• **Input records**:
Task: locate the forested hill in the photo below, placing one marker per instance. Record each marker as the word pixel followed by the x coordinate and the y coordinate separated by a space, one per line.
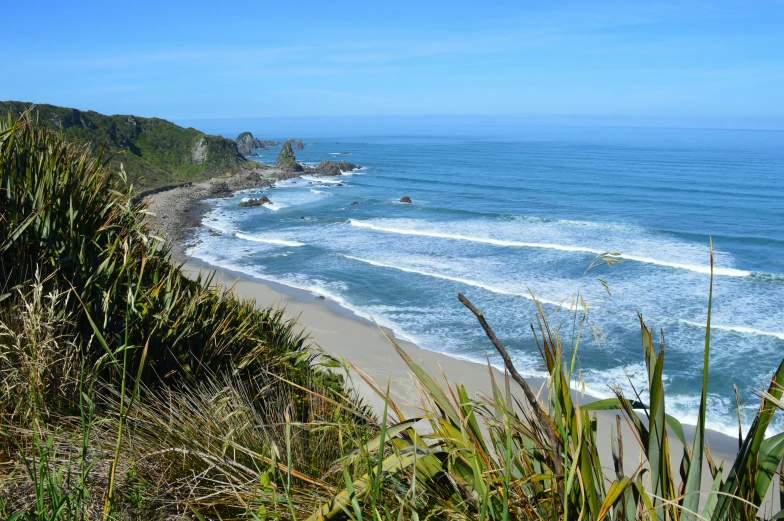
pixel 154 152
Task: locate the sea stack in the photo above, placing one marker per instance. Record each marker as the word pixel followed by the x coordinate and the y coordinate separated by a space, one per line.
pixel 287 160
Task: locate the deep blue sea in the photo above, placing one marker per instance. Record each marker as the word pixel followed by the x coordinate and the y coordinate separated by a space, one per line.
pixel 499 217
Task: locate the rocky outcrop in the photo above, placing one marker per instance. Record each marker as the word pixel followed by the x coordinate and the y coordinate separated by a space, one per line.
pixel 220 189
pixel 345 166
pixel 256 202
pixel 246 144
pixel 287 160
pixel 199 151
pixel 327 168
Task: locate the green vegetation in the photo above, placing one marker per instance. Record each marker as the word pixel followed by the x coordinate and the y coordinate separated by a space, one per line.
pixel 154 152
pixel 287 160
pixel 131 392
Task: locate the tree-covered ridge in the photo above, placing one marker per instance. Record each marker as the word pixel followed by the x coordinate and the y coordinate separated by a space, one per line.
pixel 153 151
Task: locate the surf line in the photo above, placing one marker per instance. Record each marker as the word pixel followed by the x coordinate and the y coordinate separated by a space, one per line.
pixel 729 272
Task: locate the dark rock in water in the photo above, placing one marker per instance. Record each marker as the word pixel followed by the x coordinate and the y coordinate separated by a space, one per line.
pixel 256 202
pixel 221 189
pixel 327 168
pixel 287 160
pixel 345 166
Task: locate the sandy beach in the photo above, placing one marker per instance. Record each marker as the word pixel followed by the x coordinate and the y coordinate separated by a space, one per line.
pixel 357 339
pixel 342 333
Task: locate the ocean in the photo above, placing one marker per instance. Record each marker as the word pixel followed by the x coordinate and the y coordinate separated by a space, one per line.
pixel 525 212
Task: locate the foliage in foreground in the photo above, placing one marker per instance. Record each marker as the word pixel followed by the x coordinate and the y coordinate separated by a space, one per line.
pixel 93 428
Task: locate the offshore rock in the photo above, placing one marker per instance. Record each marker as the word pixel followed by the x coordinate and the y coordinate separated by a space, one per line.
pixel 327 168
pixel 287 160
pixel 256 202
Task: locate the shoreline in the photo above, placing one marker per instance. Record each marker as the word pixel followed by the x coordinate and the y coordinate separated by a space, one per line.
pixel 340 332
pixel 343 332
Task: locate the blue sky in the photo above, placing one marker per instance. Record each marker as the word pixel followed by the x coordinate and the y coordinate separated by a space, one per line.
pixel 690 61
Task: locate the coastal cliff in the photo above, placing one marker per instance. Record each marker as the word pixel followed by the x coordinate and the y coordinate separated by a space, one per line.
pixel 246 144
pixel 153 152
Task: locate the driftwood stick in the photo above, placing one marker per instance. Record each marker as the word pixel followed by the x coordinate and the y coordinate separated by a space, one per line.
pixel 619 464
pixel 544 419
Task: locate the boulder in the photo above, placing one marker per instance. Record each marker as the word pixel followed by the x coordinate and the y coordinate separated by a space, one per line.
pixel 256 202
pixel 345 166
pixel 220 189
pixel 287 160
pixel 327 168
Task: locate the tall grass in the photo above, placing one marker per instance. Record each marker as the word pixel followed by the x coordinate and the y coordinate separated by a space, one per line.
pixel 132 392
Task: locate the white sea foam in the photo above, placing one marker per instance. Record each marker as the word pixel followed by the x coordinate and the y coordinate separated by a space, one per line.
pixel 321 179
pixel 268 240
pixel 729 272
pixel 738 329
pixel 467 282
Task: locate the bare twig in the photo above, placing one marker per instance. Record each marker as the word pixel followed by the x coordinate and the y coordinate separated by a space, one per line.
pixel 544 419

• **What to do**:
Would it be possible to give the material above again exactly, with the pictures left out?

• **Task response**:
Task: locate the forested hill in the photo below, placing one marker per instance. Record each marker as the word pixel followed by the x coordinate and the y coordinate separated by a space, one per line.
pixel 154 152
Task: locate the sea stack in the photo above, placing one marker per instance. Record each marker as the word pixel followed by the x coordinate and the y coordinate separated by a space, one per line.
pixel 287 160
Task: locate the deep blue sea in the photo above, placing one marker per instance. Record each marker as the word pixel followed by the x coordinate and the y coordinate separated by a space, one per line.
pixel 499 217
Task: locate the rocky outcrop in the photo above, placing one marker per instance. Record each marker as the word pixel followed by the x coordinate and the y coordinate separated by a space, one per line.
pixel 220 189
pixel 345 166
pixel 256 202
pixel 246 144
pixel 287 160
pixel 199 151
pixel 327 168
Task: locate the green vegetation in the photo above, placing one marker per instance. Record each marker as the word pixel followed by the x coordinate and the y coordinate separated by a space, one per line.
pixel 154 152
pixel 287 160
pixel 131 392
Task: locate the tree-covered ridge in the photo above, placing one marker per instance. Record each marker as the word pixel followed by the x coordinate and the y coordinate separated by a space, one per line.
pixel 153 151
Task: locate the surf line in the photo above, placing one marker per instance. Record each marker as the word pixel followed by the x coordinate and the y coordinate separated by a space, one per line.
pixel 729 272
Task: locate the dark rock in water in the photo above, placing one marker per instance. Record each marker as the word pixel followed by the x coordinate and the y coordinate separated by a space, one per line.
pixel 256 202
pixel 221 189
pixel 327 168
pixel 287 160
pixel 345 166
Task: locate the sandy beach in the photo above, placing one marker per instance. Record each marker as the word pixel followed by the x coordinate and the y coordinate separated by a space, one per line.
pixel 357 339
pixel 342 333
Task: locate the ocean in the photo above, placing one marker per instance. Record each marker as the word pixel followed by the x coordinate and the y coordinate separated by a space, one per line.
pixel 525 212
Task: locate the foliage in foreground in the photo above, placing one marker per instance. Record each marker as the word pixel followed by the x coordinate and the y coordinate separated by a space, one per line.
pixel 93 428
Task: locate the offshore rock in the photo above, placing one marker per instance. Record each marker as the word pixel followed by the x coordinate and the y coordinate separated by a space, one per line.
pixel 327 168
pixel 287 160
pixel 256 202
Task: locate the shoreline in the photo above, placing one marker per instance. Record each marker as the word pixel followed by the x coordinate and the y coordinate separated by a space, one per line.
pixel 340 332
pixel 343 332
Task: locate the blue sky in the photo above, placing one marker per instance. Record each marker as the word pixel followed by the x coordinate and the y coordinate separated by a space, one per line.
pixel 690 61
Task: locate the coastal cliff in the photo above, placing one marker per instance. Record each marker as the word pixel followed by the x coordinate and the y coordinate separated by a space, one per line.
pixel 246 144
pixel 153 152
Task: locate the driftwood stick in the photo above, placing one marker per instance. Record each marker as the word pixel followed by the x coordinate and the y coordinate separated by a space, one per line.
pixel 619 464
pixel 544 419
Task: locate the boulder in the photo above, placing one marker per instance. Record each marker as the word pixel followed by the x coordinate and the y coordinate separated by a space, one per line.
pixel 256 202
pixel 345 166
pixel 220 189
pixel 287 160
pixel 327 168
Task: locate the tall grass in the photo above, placing one marker per instance. Record each marker as the word pixel followed by the x coordinate and the y coordinate separated by a space, one per line.
pixel 132 392
Task: locate the white sea foam in the photo above, placing one marker per instance. Record each marker as the word pixel followed by the x coordinate and the y coordinate separated by a space, one per line.
pixel 321 179
pixel 268 240
pixel 729 272
pixel 738 329
pixel 467 282
Task: locate the bare twig in the photo above, placing one marker per instance. Record each marker as the word pixel followed by the x coordinate and the y coordinate separated by a space, one per line.
pixel 544 419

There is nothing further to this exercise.